» What the task requires:
Leave out the pictures, and copy exactly the lines from the line with "Shelf-audit tagging: put a marker on the dirt" through the last line of the data below.

» Data supplied:
<<<<
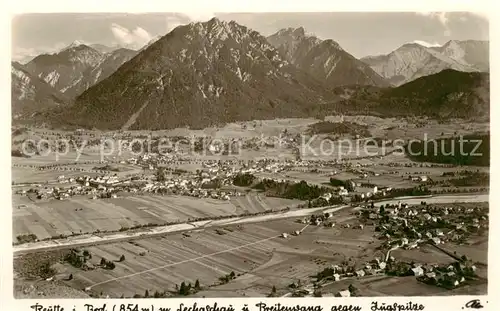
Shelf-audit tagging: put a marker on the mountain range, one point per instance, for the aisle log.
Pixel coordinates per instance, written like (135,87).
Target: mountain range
(30,94)
(412,61)
(204,74)
(324,59)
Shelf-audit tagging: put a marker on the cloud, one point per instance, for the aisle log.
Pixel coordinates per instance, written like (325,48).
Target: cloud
(136,38)
(442,17)
(427,44)
(184,18)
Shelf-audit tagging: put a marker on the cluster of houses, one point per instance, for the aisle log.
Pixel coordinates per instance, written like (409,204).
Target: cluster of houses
(407,226)
(449,276)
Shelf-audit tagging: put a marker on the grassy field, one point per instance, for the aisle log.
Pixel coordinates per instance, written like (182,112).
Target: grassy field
(164,251)
(260,259)
(83,215)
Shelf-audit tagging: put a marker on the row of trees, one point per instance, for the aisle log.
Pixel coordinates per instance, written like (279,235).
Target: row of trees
(289,190)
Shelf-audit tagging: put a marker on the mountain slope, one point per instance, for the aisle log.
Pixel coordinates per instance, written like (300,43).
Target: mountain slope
(447,94)
(413,60)
(325,60)
(199,75)
(65,69)
(30,94)
(473,53)
(108,64)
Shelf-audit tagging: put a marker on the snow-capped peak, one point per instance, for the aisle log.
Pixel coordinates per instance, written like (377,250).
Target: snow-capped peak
(74,44)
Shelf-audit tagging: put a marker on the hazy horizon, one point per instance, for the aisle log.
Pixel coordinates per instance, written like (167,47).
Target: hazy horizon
(359,33)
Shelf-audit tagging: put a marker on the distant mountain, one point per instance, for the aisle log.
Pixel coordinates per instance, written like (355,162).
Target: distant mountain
(150,43)
(101,48)
(324,59)
(30,94)
(447,94)
(65,69)
(199,75)
(473,53)
(108,64)
(413,60)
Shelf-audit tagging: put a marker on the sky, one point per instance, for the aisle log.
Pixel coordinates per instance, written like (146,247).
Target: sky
(359,33)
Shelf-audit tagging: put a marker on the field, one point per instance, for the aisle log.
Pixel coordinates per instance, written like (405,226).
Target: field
(83,215)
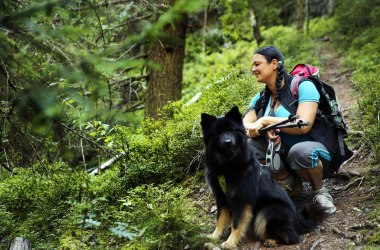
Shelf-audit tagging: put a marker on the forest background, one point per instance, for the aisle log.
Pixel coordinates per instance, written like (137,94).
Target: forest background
(100,140)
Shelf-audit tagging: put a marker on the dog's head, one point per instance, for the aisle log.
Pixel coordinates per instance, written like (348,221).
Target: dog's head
(224,135)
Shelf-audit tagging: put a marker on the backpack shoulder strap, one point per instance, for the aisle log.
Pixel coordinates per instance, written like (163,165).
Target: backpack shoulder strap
(294,85)
(259,107)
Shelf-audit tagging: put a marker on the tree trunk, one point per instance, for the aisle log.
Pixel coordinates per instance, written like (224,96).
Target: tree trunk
(19,243)
(330,7)
(165,83)
(256,27)
(300,15)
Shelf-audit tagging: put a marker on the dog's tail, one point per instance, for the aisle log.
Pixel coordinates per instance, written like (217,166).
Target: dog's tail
(310,216)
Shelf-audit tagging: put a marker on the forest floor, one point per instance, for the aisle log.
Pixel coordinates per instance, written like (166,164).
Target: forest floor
(348,227)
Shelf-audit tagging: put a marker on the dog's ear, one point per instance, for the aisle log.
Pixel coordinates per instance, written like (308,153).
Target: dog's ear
(234,114)
(207,120)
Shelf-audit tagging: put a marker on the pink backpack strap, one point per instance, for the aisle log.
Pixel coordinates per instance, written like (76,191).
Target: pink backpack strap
(294,86)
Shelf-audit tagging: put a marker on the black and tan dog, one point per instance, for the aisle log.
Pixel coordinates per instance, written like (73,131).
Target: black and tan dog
(245,193)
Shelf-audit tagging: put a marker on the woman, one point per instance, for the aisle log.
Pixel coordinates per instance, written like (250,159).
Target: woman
(305,158)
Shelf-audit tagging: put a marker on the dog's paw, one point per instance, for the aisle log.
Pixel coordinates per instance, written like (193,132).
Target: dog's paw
(210,246)
(270,243)
(213,236)
(229,245)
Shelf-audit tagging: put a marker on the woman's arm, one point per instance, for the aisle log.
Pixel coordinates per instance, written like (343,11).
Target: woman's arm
(307,112)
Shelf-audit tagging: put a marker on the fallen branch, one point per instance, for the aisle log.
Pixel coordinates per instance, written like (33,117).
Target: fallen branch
(356,152)
(366,225)
(257,245)
(106,164)
(316,244)
(350,185)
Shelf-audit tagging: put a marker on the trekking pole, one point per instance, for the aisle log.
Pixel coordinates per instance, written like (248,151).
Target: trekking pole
(283,124)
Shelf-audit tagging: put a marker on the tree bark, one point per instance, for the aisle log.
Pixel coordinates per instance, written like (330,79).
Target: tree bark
(19,243)
(300,15)
(330,7)
(165,83)
(256,27)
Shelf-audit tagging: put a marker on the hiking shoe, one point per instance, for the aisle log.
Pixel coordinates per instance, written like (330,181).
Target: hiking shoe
(292,185)
(324,199)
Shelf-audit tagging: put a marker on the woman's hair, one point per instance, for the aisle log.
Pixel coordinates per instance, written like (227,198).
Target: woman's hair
(270,53)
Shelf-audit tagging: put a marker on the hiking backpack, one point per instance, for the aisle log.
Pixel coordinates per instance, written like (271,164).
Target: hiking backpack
(328,103)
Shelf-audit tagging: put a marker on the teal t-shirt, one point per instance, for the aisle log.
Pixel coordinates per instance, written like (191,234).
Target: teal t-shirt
(307,92)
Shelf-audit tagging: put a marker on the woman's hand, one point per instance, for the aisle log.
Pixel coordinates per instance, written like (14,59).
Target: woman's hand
(252,129)
(272,136)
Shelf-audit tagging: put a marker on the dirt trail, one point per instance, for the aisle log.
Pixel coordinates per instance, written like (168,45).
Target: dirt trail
(339,231)
(351,197)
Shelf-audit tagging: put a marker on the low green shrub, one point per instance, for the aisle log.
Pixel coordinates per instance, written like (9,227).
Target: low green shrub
(36,201)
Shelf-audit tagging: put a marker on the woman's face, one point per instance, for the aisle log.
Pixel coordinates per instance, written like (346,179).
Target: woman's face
(265,72)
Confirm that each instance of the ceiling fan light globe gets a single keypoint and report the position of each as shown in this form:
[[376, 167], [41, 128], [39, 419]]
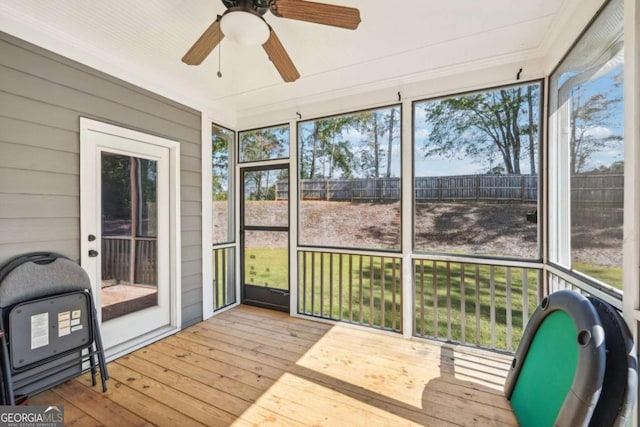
>>>>
» Result of this task:
Shelf-audit tagging: put a marker on the dirt trail, one point per instance, for the aisle log.
Pixel coordinates per instance, written like (168,45).
Target: dirt trail
(339,231)
(351,197)
Shelf-audit tagging: put a marker on the low green shrub, one point per instance, for the aisle log.
Pixel coordinates per instance, written like (9,227).
Target: low green shrub
(36,201)
Shelf-audit tagging: put a marker on the woman's face, one point per instance, for the aisle log.
Pixel coordinates per instance, written like (346,179).
Target: woman's face
(265,72)
Confirm that each instance of the ceiling fan light globe gets a single keypoint and report the position of each as shown in this form:
[[376, 167], [41, 128], [39, 419]]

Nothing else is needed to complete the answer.